WHAT THE EXERCISE ASKS:
Lay out everything in the data below, from the line containing "Where can you spot the running" down to the line containing "(1258, 813)", both included, as a Markdown table with the columns Row and Line. Put each line's number in Row and the line itself in Line, and skip blank lines.

** Begin **

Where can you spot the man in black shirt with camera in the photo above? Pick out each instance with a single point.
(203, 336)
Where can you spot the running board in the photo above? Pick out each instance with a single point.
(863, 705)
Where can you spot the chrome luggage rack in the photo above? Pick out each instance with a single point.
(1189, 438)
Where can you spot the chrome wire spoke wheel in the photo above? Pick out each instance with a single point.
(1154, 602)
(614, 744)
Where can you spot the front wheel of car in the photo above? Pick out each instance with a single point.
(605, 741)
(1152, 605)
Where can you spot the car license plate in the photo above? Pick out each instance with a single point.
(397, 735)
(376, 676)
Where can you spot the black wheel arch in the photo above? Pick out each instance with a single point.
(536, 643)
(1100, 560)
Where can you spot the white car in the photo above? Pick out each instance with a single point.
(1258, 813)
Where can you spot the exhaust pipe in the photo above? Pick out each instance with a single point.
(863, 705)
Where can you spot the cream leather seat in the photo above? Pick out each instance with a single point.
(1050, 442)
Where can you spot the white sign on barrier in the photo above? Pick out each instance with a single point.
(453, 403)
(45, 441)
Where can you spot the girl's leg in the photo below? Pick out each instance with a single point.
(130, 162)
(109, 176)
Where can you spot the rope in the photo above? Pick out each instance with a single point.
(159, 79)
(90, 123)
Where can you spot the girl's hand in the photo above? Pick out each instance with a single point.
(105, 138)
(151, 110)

** End **

FULL SOLUTION:
| Row | Line |
|---|---|
| 1 | Where can you spot the running board in the photo above? Pick out each instance with a single point. |
| 2 | (863, 705) |
| 3 | Where can you spot the chrome luggage rack in the photo above? Pick out each instance with a single point. |
| 4 | (1189, 438) |
| 5 | Where can you spot the chrome wire spoke wheel in the photo above? Pick out each instance with a single point. |
| 6 | (1154, 602) |
| 7 | (614, 744) |
| 8 | Where can you spot the front wheel of car in the photo above? Pick out each instance with a single point. |
| 9 | (605, 741) |
| 10 | (1152, 605) |
| 11 | Where can you spot the car license plate in the photo above? Pick out each instance with a single point. |
| 12 | (397, 735) |
| 13 | (376, 676) |
| 14 | Where can you spot the black wheel arch in the photo above? Pick out each instance with a single point. |
| 15 | (536, 643) |
| 16 | (1100, 560) |
| 17 | Where can you spot the white car in the photo above? Pick out each instance with a single point. |
| 18 | (1258, 813) |